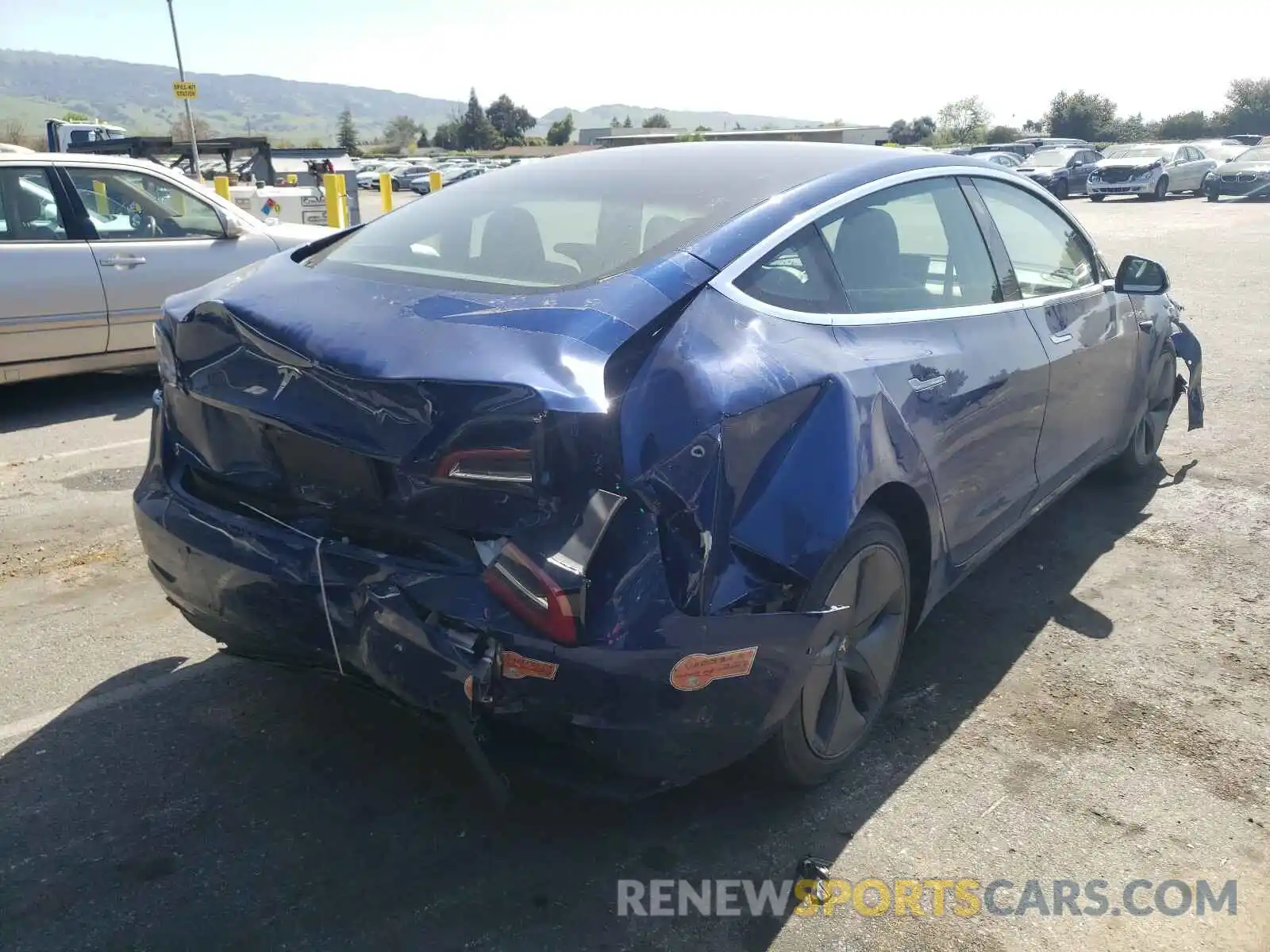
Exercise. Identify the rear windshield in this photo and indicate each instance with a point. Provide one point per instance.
(564, 221)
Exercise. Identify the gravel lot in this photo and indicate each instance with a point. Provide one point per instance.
(1092, 704)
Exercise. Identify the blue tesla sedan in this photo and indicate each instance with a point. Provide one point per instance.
(647, 459)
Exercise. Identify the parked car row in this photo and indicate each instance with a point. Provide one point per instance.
(406, 173)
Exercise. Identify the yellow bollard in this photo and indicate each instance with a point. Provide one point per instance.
(334, 206)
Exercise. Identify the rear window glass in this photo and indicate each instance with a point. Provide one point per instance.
(564, 221)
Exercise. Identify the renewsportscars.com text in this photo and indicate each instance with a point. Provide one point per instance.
(965, 896)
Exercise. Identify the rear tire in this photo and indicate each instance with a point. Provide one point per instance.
(1153, 420)
(848, 687)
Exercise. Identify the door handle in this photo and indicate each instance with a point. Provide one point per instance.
(924, 384)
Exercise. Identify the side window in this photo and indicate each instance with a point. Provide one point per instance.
(797, 276)
(29, 209)
(131, 205)
(1048, 253)
(911, 248)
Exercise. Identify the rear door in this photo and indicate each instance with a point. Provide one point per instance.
(51, 298)
(1087, 330)
(152, 239)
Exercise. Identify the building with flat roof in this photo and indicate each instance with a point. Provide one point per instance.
(852, 135)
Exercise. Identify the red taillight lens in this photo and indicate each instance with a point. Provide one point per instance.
(497, 467)
(533, 594)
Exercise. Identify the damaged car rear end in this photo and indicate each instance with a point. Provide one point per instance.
(406, 455)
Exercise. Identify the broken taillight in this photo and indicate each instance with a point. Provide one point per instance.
(533, 594)
(497, 467)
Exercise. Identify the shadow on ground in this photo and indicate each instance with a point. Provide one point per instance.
(264, 809)
(44, 403)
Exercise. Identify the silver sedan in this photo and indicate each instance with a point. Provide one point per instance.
(92, 245)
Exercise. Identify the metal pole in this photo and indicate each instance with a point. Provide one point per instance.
(190, 116)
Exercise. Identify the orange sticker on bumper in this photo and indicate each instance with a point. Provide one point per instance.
(520, 666)
(695, 672)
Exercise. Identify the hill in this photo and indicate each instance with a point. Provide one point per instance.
(35, 86)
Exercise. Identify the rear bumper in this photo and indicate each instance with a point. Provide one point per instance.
(419, 635)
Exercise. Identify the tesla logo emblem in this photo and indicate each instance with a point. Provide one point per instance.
(287, 374)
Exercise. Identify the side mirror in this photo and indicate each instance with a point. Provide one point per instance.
(1141, 276)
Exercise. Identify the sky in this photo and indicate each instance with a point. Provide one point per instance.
(867, 63)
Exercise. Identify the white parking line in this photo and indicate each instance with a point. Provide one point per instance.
(131, 692)
(86, 451)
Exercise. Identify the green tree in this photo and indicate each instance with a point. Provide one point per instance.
(1081, 114)
(446, 136)
(562, 131)
(346, 136)
(510, 121)
(400, 132)
(964, 120)
(1003, 133)
(1193, 125)
(1248, 107)
(475, 130)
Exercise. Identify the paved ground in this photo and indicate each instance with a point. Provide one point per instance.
(1092, 704)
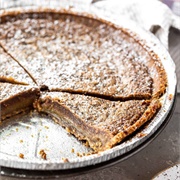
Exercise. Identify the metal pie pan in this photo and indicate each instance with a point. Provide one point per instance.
(28, 135)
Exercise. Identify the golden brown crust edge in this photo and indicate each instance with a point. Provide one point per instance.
(150, 112)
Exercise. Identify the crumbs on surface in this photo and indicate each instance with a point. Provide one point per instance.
(21, 155)
(170, 97)
(65, 159)
(72, 150)
(43, 154)
(141, 135)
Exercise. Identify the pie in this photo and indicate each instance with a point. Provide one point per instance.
(97, 80)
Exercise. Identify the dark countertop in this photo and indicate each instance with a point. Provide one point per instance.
(161, 153)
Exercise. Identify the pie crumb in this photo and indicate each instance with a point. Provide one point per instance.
(43, 154)
(170, 97)
(21, 155)
(65, 159)
(72, 150)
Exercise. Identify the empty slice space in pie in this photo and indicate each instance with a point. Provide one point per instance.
(16, 99)
(102, 123)
(78, 54)
(11, 71)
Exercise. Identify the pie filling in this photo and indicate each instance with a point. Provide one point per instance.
(96, 80)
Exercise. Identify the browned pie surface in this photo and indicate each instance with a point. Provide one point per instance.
(71, 53)
(15, 99)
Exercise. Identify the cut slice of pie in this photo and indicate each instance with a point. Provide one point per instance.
(102, 123)
(82, 55)
(16, 99)
(11, 71)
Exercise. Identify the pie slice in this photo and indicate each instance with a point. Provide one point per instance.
(16, 99)
(11, 71)
(77, 54)
(102, 123)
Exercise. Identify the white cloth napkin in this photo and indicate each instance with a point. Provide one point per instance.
(151, 15)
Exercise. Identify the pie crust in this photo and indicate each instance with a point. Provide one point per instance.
(95, 79)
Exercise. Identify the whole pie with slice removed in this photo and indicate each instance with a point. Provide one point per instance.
(94, 78)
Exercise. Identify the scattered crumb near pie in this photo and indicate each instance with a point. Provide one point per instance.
(72, 150)
(141, 135)
(65, 160)
(43, 154)
(68, 130)
(170, 97)
(21, 155)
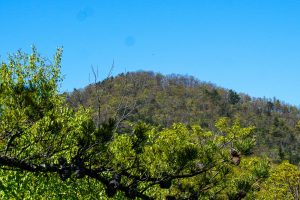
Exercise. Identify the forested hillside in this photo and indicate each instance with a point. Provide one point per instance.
(140, 136)
(163, 100)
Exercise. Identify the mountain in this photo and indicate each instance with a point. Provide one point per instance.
(163, 100)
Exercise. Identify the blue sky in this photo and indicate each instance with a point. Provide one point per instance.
(251, 46)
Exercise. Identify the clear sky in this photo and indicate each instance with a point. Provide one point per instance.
(251, 46)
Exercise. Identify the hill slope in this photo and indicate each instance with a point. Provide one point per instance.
(163, 100)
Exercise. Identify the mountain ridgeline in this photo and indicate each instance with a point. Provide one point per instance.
(163, 100)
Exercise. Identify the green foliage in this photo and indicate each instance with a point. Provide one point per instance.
(49, 150)
(163, 100)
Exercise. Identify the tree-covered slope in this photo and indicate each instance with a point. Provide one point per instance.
(162, 100)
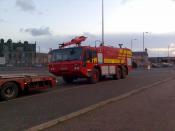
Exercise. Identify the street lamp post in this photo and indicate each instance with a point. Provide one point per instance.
(144, 40)
(102, 23)
(96, 42)
(169, 50)
(132, 42)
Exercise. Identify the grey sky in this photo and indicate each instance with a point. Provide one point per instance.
(25, 5)
(50, 22)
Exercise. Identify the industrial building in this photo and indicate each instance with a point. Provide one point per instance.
(17, 54)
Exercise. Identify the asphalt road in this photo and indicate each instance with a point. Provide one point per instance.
(25, 112)
(148, 110)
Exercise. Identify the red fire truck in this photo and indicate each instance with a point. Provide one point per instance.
(93, 63)
(12, 85)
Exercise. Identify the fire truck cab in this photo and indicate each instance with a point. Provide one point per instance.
(93, 63)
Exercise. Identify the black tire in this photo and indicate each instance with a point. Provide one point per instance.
(95, 76)
(124, 73)
(68, 80)
(9, 91)
(118, 74)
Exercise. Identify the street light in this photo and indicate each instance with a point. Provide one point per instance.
(132, 42)
(97, 41)
(102, 23)
(169, 49)
(38, 49)
(144, 40)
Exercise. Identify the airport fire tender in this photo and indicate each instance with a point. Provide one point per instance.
(93, 63)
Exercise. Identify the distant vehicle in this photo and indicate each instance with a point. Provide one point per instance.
(156, 65)
(12, 85)
(92, 63)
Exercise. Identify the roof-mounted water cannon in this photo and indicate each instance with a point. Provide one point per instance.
(77, 41)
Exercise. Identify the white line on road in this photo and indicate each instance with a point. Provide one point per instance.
(93, 107)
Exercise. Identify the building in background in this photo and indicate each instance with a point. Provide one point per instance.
(140, 59)
(18, 54)
(41, 59)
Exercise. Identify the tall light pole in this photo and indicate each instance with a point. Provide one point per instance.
(97, 41)
(144, 40)
(169, 50)
(102, 23)
(132, 42)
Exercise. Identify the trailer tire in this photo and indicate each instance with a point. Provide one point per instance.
(95, 76)
(68, 80)
(9, 91)
(118, 74)
(124, 72)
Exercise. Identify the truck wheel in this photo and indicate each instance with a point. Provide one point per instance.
(9, 91)
(68, 80)
(118, 74)
(95, 76)
(124, 73)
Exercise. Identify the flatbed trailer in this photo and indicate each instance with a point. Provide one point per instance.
(13, 84)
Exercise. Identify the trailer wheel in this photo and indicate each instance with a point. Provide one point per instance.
(9, 91)
(124, 73)
(95, 76)
(118, 74)
(68, 80)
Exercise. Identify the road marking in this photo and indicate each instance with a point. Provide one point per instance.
(93, 107)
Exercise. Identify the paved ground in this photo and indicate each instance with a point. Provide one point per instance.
(150, 110)
(32, 110)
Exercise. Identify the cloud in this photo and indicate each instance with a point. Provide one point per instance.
(26, 5)
(42, 31)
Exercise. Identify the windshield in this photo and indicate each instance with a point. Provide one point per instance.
(66, 54)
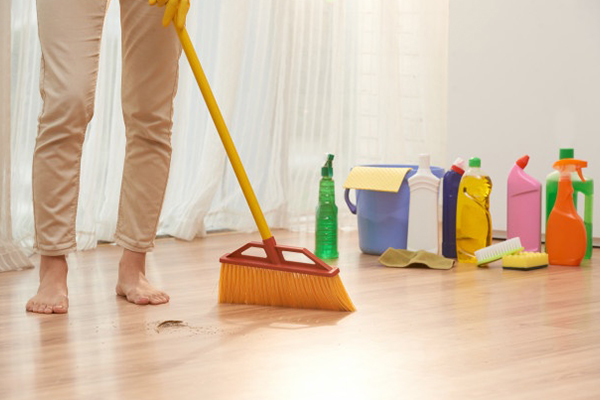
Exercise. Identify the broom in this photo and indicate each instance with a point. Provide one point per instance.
(271, 280)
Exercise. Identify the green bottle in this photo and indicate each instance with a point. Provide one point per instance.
(587, 188)
(326, 232)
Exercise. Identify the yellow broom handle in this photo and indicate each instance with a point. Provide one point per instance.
(215, 113)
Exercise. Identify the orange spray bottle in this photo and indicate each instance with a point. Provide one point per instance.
(566, 237)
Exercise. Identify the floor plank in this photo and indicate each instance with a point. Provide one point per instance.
(468, 332)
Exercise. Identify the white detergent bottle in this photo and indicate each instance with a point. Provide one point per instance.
(423, 229)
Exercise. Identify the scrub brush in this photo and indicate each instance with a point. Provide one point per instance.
(525, 261)
(498, 250)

* TASK STATEMENT:
Each line from the one containing "Exercise. Identify the cloud" through the last line of the entries above is to be extracted exactly. Pictures are not part of the copy.

* SOLUTION TO THIS EXERCISE:
Exercise. Identify the cloud in this photo and indicate each instance with a point. Provide one point per instance.
(26, 5)
(42, 31)
Exercise. Identify the windshield in this photo and indicate each instance with a point. Provide one point per instance.
(66, 54)
Exercise. Identify the broom in this photo and indicate each instance with a point. Provide one point per instance.
(271, 280)
Exercise. Identify the green bottle in this photo and indicate each instance with a point. Provide one point per instance.
(587, 188)
(326, 232)
Exercise. Identify the yellow broom handle in this photo and indicate each instance with a point. Provide one point per instance.
(215, 113)
Exercise. Identify the orange spray bottle in this photo and indicate each instance with a point. Provide one point per instance.
(566, 237)
Exercise. Identify the floor plank in this photo and indicate each instance with a point. Provide one point per instance.
(468, 332)
Exercise. Identify the white detergent bottle in this photo and indicate each instance with a point. Provide one point per instance.
(423, 229)
Exercise. Identify the scrub brush in this photo and indicate each instance with a point. Provide one point per instance.
(525, 261)
(498, 250)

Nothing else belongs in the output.